* _STATED PROBLEM_
Make an exact copy of all the entries, but do not reproduce the pictures.

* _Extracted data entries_

────────────────────────────────────────

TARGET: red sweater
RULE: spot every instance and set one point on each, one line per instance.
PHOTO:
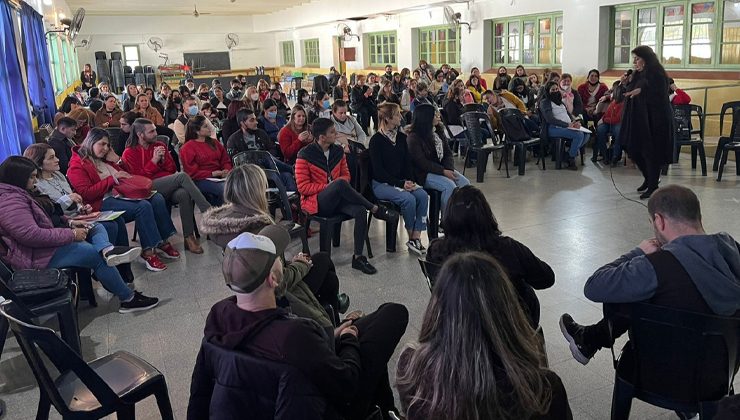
(199, 160)
(139, 161)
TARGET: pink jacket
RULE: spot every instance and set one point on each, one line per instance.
(27, 230)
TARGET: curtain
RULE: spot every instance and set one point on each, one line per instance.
(40, 87)
(16, 130)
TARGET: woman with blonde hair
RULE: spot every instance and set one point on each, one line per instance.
(477, 356)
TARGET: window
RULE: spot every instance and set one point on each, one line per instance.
(288, 53)
(311, 53)
(381, 48)
(439, 45)
(131, 55)
(532, 40)
(684, 33)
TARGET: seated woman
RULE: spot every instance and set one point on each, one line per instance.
(309, 279)
(431, 157)
(53, 184)
(147, 157)
(480, 359)
(323, 181)
(321, 107)
(34, 243)
(392, 175)
(203, 157)
(94, 172)
(470, 225)
(295, 135)
(109, 115)
(560, 123)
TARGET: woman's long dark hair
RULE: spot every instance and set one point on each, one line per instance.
(16, 170)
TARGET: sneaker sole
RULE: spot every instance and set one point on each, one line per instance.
(139, 309)
(126, 257)
(580, 358)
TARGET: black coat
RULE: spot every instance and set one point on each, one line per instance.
(647, 119)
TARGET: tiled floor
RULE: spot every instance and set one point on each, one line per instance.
(575, 221)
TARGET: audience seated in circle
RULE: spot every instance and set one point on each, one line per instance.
(323, 179)
(393, 177)
(470, 225)
(34, 242)
(94, 172)
(147, 157)
(477, 355)
(431, 156)
(348, 368)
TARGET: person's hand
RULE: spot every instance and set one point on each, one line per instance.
(649, 246)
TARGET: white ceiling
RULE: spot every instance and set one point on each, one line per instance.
(183, 7)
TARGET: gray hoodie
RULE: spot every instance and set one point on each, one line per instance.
(712, 262)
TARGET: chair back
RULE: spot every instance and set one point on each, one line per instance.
(35, 341)
(678, 355)
(263, 388)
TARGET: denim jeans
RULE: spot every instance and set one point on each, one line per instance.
(413, 204)
(152, 218)
(84, 254)
(445, 185)
(578, 138)
(213, 190)
(601, 132)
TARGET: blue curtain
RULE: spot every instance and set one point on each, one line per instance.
(16, 131)
(38, 70)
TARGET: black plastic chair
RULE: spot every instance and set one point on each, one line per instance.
(685, 135)
(695, 354)
(473, 122)
(110, 384)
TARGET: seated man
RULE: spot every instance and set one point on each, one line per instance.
(323, 181)
(682, 268)
(349, 369)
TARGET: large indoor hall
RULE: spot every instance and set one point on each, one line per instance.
(493, 209)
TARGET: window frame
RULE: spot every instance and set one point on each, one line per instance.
(715, 35)
(555, 47)
(308, 59)
(371, 44)
(429, 30)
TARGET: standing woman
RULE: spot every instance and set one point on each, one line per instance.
(647, 122)
(203, 157)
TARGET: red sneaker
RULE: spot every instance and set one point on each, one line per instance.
(168, 251)
(153, 263)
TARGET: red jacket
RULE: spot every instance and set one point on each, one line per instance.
(313, 172)
(199, 160)
(139, 161)
(84, 178)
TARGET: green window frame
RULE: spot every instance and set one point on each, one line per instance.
(287, 49)
(311, 56)
(685, 34)
(381, 48)
(531, 40)
(440, 45)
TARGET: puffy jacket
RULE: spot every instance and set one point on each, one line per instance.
(84, 178)
(28, 231)
(313, 172)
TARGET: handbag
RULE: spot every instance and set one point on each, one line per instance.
(33, 286)
(135, 188)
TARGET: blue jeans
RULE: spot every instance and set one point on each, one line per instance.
(413, 204)
(578, 138)
(445, 185)
(601, 136)
(213, 190)
(85, 255)
(152, 218)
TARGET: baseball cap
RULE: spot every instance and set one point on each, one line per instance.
(248, 258)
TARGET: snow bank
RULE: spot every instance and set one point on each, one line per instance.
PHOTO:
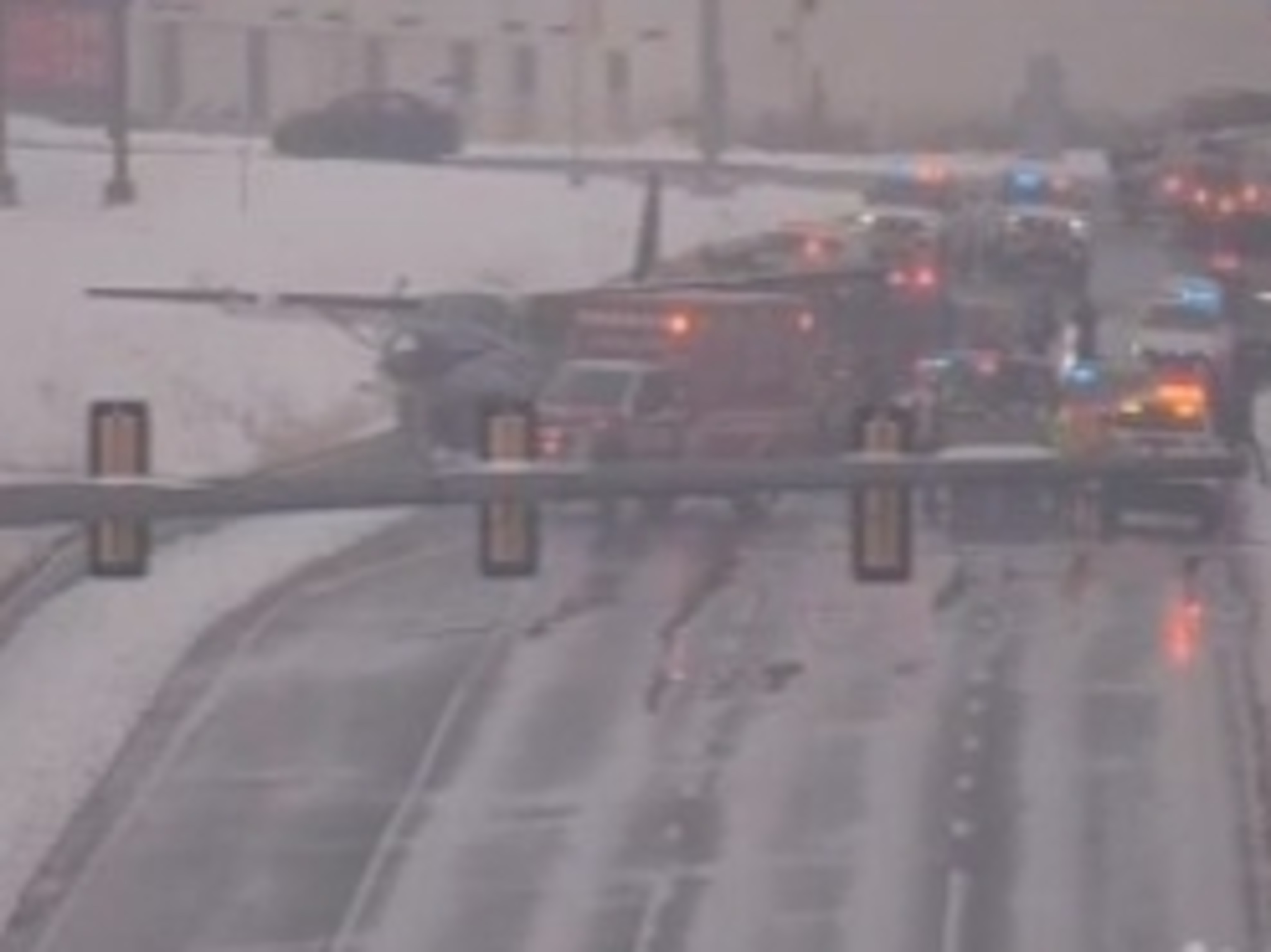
(82, 673)
(233, 394)
(1078, 163)
(229, 393)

────────────────────────────────────────

* _OUTPUT OF THE EXERCISE_
TARGET: red sweater
RULE: spot every instance and set one point on each, one line per instance.
PHOTO:
(199, 160)
(139, 161)
TARGET: pink jacket
RULE: spot every instance and set one point on each, one line per instance.
(27, 230)
TARGET: curtain
RULE: spot every instance and set one point on each, one line per instance.
(40, 87)
(16, 130)
TARGET: woman with blonde hair
RULE: spot every instance and set one point on each, one line per instance.
(477, 356)
TARGET: window
RULE: spot every instance and set one point on each, one line per instance.
(288, 53)
(311, 53)
(381, 48)
(439, 45)
(131, 55)
(532, 40)
(684, 33)
TARGET: seated woman
RULE: spot every instance and set one point on each, one line per instance.
(309, 279)
(431, 157)
(53, 184)
(147, 157)
(480, 359)
(323, 181)
(321, 107)
(34, 243)
(392, 175)
(203, 157)
(94, 172)
(470, 225)
(295, 135)
(109, 115)
(560, 123)
TARGET: woman's long dark hair
RULE: spot every instance and set one point on each, one line per instance.
(16, 170)
TARGET: sneaker sole
RULE: spot every instance and set one point on each, one line per instance.
(139, 309)
(126, 257)
(580, 358)
TARGET: black coat
RULE: spot every instance and set one point on each, one line per instance.
(647, 119)
TARGET: tiled floor
RULE: spot every instance and set one point on each, one line per instance.
(575, 221)
TARGET: audience seated in circle
RULE: spot every instance and set one point on each, one line per instance.
(323, 179)
(393, 177)
(470, 225)
(34, 242)
(94, 172)
(147, 157)
(477, 355)
(431, 156)
(348, 368)
TARGET: person's hand
RULE: spot every instance and set one point on each, one line per instance.
(649, 246)
TARGET: white ceiling
RULE: spot every instance and set one point on each, one line per instance.
(183, 7)
TARGET: gray hoodie
RULE: spot every instance and set one point on each, one line per instance.
(712, 262)
TARGET: chair back
RULE: spot every instance and set one point on each, one line per instance.
(35, 341)
(678, 355)
(263, 388)
TARGET: denim jeans
RULE: spot every instance and set one point on each, one line per instance.
(413, 204)
(152, 218)
(84, 254)
(445, 185)
(578, 138)
(213, 190)
(601, 132)
TARGET: blue curtain
RULE: spot every instance and set one point on each, one line per instance.
(16, 131)
(38, 70)
TARGET: black plastic chair
RULE: spot every instance and set one point on each, one line per instance.
(685, 135)
(695, 354)
(473, 122)
(110, 384)
TARGET: seated man
RULE: spot every instance and set one point on each, one line per instance.
(323, 181)
(682, 268)
(349, 369)
TARGET: large indoor hall
RULE: spot every instance and set one point on each, one line per instance.
(493, 209)
TARGET: window frame
RULE: spot every instance and set one point on each, one line per instance.
(715, 35)
(555, 47)
(308, 59)
(371, 44)
(429, 30)
TARGET: standing woman
RULE: spot every instance and set one point on each, one line per instance.
(647, 122)
(203, 157)
TARGET: red sneaker
RULE: spot every instance and set one point on each, one line per instance.
(168, 251)
(153, 263)
TARGET: red jacket
RULE: spot every instance and set one point on each, one line per instance.
(313, 172)
(199, 160)
(139, 161)
(84, 178)
TARGET: green window frame
RULE: spot every instance and set one point on each, one line per instance.
(287, 49)
(311, 56)
(685, 34)
(381, 48)
(531, 40)
(440, 45)
TARGET: puffy jacket
RULE: spot every instance and set one point on each, one line per instance.
(84, 178)
(28, 231)
(313, 172)
TARGET: handbag
RULE: spot every instance and set one point on each, one line per instance.
(33, 286)
(135, 188)
TARGET: blue jeans
RULE: spot every instance and set one point on each, one line per instance.
(413, 204)
(578, 138)
(445, 185)
(601, 136)
(213, 190)
(85, 255)
(152, 218)
TARGET: baseball cap
RULE: spot every instance and set one point on each, one line per instance.
(248, 258)
TARGET: snow bank
RULE: spot every instance and set one point on each, one line per instance.
PHOTO:
(82, 673)
(233, 394)
(1078, 163)
(229, 393)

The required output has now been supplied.